**PAGE**
-- BEGIN --

Recursion
It's time for something both dangerous and powerful that you can do with functions. It's called recursion.
Calls Itself
function myself() {
myself();
}
Recursion happens whenever a function calls itself.
You can clearly see where that could be dangerous. With this function, the program would just use up all of the available memory and run forever or until an error occurred.
Base Case
function countUp(num, max) {
if (num > max) return;
console.log(num);
countUp(num+1, max);
}
Every recursive function needs a base case.
A base case is a statement that exits the function when a condition is met...Can you identify the base case in the code above?
That's right. It's the statement with the return.
When our program runs, each one of the function coopies will create a set of internal variables called the stack.
Without a base case, javascript will continue to ask for new variables until it either runs out of memory or the browser runs into an internal limit.
That particular error is known as the Stack Overflow...which is also the name of a great site where you can ask other programmers questions.
You might be wondering if it wouldn't be easier to run a loop and in this case, you'd be right. Let's take a look at a more complex example.

-- END --

**EXERCISE TASK 1**
According to the recursion page, why does every recursive function need a base case? Answer in one to three sentences.
The entries are separate material with no connection to the recursion page.

**RAW RECORDS**
-- BEGIN --

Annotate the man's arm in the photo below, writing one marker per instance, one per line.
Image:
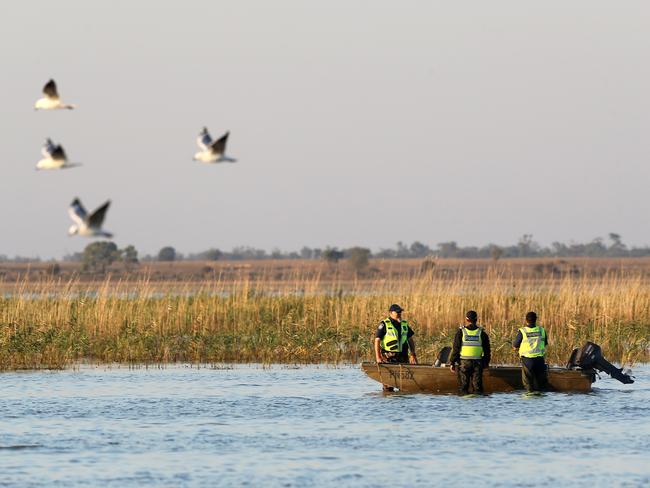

-- END --
-- BEGIN --

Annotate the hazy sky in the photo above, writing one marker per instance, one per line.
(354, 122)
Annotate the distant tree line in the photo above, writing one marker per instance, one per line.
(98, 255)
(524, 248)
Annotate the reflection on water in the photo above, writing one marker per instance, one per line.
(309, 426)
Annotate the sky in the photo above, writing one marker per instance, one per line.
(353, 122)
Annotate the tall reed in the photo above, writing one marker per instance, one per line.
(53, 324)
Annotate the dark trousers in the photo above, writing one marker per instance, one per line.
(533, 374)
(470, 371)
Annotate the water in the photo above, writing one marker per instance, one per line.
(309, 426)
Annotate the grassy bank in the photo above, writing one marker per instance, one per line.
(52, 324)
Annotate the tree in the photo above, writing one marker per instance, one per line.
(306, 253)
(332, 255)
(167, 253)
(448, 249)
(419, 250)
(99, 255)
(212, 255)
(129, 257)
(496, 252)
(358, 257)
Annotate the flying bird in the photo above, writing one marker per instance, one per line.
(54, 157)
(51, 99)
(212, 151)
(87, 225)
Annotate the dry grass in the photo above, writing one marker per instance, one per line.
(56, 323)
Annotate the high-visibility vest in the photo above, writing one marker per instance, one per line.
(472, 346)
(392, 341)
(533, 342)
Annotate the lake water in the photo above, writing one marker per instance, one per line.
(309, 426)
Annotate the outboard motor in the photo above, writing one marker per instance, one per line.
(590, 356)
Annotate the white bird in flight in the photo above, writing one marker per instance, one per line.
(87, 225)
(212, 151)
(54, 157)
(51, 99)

-- END --

**EXERCISE TASK 2**
Count the lines in the entries that contain the string "tree", and reply with only the number.

**SOLUTION 1**
A base case is a statement that exits the function once a condition is met. Each copy of the function creates its own set of internal variables, called the stack. Without a base case, JavaScript keeps asking for new variables until it runs out of memory or the browser hits an internal limit, which produces the error known as a Stack Overflow.

**SOLUTION 2**
2